■ EXCERPTED DATA ■
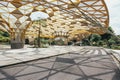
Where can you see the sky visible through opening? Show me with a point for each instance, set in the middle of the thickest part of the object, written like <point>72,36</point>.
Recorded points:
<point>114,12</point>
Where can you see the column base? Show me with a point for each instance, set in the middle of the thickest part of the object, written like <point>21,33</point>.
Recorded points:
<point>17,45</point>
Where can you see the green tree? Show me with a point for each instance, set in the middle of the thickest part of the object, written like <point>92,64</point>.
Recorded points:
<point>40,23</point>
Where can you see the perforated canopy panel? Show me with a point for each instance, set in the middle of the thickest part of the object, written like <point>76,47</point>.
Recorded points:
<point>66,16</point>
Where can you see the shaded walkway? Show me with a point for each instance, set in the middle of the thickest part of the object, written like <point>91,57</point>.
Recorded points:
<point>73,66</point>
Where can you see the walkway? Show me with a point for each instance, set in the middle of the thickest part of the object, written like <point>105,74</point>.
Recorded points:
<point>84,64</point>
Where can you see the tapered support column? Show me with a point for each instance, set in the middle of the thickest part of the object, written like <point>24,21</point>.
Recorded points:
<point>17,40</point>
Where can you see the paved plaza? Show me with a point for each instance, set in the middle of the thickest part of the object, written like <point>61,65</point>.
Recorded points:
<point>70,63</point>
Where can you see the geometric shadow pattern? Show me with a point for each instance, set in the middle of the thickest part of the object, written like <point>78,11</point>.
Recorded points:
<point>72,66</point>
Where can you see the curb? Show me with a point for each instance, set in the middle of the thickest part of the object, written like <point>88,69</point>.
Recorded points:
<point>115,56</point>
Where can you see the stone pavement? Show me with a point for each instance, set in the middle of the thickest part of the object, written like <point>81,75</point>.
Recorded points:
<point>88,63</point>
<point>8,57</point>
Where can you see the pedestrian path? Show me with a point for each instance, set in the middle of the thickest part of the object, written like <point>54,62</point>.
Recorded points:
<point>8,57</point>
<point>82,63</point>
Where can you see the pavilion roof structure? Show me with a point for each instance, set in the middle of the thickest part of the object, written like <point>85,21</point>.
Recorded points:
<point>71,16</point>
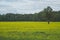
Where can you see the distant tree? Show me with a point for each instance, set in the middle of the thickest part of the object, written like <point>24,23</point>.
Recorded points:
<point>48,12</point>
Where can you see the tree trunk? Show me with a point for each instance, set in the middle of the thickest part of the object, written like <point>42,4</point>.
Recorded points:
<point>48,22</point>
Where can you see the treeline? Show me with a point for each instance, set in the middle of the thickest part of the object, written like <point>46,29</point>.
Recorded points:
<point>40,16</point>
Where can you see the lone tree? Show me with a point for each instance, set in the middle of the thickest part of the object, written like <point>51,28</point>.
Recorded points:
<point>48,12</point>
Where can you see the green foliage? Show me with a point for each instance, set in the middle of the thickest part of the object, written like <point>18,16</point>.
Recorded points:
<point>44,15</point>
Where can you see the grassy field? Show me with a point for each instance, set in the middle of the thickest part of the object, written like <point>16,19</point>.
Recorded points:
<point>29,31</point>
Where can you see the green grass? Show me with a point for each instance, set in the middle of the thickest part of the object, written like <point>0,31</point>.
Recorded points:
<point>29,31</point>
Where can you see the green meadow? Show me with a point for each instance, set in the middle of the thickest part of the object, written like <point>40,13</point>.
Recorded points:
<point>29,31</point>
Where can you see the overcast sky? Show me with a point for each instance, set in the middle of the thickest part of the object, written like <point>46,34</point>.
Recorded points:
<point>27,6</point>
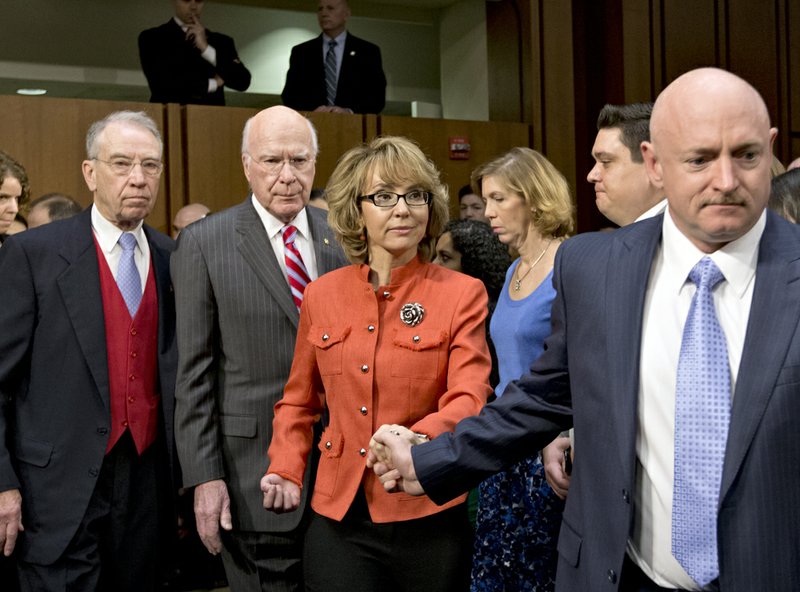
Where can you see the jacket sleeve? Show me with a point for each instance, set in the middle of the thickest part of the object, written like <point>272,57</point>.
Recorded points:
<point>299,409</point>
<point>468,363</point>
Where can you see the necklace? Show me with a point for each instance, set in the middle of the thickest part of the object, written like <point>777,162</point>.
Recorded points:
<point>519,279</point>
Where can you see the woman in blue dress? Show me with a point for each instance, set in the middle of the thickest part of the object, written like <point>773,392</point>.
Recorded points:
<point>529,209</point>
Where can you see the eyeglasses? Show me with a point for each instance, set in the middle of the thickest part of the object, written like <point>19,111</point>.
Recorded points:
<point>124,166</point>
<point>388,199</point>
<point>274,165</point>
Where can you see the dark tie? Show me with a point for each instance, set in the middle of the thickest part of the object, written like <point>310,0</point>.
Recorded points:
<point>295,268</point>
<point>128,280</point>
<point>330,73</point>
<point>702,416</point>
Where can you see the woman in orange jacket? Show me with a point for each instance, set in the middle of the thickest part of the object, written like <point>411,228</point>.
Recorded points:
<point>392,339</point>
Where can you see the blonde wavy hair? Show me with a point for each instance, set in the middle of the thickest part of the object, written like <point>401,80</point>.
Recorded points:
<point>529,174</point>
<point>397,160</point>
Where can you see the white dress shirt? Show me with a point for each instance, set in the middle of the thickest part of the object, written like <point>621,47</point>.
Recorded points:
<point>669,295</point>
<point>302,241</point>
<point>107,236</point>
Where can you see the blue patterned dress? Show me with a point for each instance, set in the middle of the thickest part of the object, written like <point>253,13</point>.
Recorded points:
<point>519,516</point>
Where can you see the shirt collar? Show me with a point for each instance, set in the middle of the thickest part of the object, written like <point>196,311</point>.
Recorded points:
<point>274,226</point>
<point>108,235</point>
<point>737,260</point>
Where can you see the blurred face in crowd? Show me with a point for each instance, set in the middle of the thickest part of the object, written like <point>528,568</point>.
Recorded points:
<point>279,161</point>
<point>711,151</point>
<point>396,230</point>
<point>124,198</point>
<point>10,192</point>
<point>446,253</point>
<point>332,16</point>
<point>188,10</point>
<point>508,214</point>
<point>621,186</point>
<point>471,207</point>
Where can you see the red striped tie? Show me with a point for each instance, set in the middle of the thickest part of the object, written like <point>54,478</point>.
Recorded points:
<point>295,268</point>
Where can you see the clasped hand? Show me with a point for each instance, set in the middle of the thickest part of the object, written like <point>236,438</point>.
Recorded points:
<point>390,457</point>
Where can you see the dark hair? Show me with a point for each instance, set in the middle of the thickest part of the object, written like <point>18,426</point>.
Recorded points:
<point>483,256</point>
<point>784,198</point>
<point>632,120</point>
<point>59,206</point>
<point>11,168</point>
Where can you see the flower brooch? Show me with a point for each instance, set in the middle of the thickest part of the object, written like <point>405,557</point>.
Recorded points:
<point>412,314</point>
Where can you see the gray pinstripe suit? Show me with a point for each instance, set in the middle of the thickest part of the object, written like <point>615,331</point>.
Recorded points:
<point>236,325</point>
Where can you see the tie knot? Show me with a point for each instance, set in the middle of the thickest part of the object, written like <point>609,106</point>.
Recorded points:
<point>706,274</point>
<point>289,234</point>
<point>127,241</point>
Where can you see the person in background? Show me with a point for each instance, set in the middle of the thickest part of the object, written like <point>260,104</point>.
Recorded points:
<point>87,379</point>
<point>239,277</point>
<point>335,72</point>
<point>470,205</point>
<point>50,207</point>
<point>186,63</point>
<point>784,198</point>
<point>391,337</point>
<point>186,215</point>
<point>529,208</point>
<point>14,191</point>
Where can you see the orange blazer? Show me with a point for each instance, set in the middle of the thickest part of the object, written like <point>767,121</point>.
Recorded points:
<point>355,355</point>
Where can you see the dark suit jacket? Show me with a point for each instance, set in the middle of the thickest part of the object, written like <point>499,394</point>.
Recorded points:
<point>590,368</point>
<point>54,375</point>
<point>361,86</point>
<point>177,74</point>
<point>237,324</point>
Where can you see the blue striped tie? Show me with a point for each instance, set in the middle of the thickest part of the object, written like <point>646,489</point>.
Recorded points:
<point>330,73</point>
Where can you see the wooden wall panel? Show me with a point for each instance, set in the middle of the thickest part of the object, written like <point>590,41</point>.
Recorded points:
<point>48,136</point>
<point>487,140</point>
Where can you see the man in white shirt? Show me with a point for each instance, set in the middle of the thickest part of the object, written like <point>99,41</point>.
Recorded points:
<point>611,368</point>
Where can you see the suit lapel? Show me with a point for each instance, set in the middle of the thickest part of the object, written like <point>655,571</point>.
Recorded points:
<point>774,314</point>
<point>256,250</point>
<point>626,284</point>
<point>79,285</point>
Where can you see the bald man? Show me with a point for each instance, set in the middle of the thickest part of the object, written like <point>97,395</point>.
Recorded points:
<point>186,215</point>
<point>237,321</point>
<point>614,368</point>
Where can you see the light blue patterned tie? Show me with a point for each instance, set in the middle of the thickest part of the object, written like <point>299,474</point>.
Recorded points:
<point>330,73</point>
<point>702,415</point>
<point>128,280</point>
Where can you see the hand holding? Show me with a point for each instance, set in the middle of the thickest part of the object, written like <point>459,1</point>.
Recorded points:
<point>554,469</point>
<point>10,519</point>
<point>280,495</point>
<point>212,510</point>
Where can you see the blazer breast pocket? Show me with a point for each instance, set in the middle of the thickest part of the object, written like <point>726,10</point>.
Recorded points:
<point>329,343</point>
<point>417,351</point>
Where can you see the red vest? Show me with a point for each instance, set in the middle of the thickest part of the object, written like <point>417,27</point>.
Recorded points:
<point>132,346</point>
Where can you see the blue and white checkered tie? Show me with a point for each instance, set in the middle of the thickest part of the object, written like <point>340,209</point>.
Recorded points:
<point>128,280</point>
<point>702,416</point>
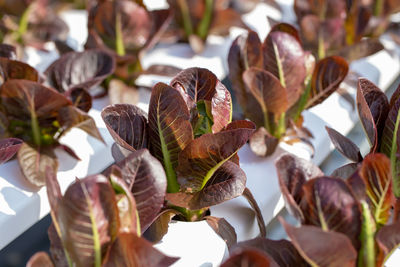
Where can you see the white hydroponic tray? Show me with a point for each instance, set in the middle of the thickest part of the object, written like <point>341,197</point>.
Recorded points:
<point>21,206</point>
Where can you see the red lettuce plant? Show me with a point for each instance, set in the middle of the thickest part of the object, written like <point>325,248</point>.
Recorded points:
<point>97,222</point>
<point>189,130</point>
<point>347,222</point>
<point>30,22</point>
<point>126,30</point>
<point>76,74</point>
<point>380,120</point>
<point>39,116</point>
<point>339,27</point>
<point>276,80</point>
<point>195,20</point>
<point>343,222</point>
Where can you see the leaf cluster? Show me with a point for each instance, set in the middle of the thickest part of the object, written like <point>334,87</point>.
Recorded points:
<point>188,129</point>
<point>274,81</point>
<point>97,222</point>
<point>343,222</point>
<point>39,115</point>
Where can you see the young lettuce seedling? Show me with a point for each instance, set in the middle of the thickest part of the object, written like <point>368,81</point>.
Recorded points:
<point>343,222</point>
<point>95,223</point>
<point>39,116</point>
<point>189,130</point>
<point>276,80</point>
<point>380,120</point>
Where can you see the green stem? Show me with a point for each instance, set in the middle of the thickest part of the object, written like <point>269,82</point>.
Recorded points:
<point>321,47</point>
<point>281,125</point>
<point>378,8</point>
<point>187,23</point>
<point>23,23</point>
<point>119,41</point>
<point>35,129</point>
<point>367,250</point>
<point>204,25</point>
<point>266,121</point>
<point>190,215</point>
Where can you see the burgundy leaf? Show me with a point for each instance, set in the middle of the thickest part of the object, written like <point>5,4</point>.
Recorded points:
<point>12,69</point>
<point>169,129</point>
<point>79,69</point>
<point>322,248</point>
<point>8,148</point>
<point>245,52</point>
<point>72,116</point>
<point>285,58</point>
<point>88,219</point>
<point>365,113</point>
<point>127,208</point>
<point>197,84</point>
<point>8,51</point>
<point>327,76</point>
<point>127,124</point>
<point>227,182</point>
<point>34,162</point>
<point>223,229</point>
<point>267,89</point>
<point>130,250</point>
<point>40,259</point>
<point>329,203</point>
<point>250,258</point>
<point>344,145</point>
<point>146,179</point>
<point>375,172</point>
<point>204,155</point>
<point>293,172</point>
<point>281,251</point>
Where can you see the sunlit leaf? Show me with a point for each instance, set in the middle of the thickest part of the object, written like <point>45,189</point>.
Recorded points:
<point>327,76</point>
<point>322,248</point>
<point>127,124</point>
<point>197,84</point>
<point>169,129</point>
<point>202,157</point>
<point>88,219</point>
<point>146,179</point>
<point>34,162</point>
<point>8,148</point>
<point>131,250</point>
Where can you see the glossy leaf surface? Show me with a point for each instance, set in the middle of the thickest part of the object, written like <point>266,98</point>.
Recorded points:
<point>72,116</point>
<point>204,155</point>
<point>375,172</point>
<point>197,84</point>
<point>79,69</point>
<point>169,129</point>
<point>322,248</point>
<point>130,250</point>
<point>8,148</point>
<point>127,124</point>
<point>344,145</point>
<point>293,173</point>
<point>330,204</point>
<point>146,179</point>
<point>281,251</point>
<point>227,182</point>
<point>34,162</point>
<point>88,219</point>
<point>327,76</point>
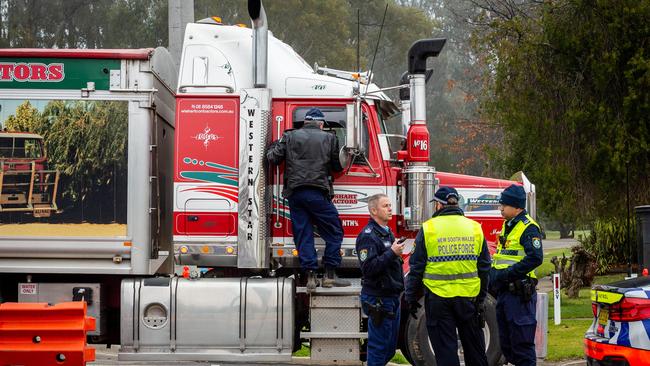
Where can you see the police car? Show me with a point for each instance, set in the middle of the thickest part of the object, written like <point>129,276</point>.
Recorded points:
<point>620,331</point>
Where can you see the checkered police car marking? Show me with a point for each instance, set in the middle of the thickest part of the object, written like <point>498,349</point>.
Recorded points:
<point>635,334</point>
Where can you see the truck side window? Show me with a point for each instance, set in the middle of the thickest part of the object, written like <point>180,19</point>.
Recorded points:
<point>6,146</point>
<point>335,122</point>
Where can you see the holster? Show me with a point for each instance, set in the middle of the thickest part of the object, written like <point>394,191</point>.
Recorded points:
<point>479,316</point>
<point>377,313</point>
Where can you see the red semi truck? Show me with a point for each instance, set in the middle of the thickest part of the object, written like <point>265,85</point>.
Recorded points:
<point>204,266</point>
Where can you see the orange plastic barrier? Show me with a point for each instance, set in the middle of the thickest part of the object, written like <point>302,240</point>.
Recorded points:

■ WORK INSTRUCTION ■
From the lines above, copy those that contain the word "suit".

■ EXERCISE SOLUTION ■
Where can you see the gray pinstripe suit? Show me with a point for each instance, set in the middle of the thickest part of the object, written like <point>615,331</point>.
Where can you see the dark suit jacket? Show me with a point for each instance, set in the middle of the thickest part of the object, written like <point>499,394</point>.
Where can you see the suit lapel? Show me with a point for each instance, set in the middle of the thickest part of the object, written like <point>655,571</point>.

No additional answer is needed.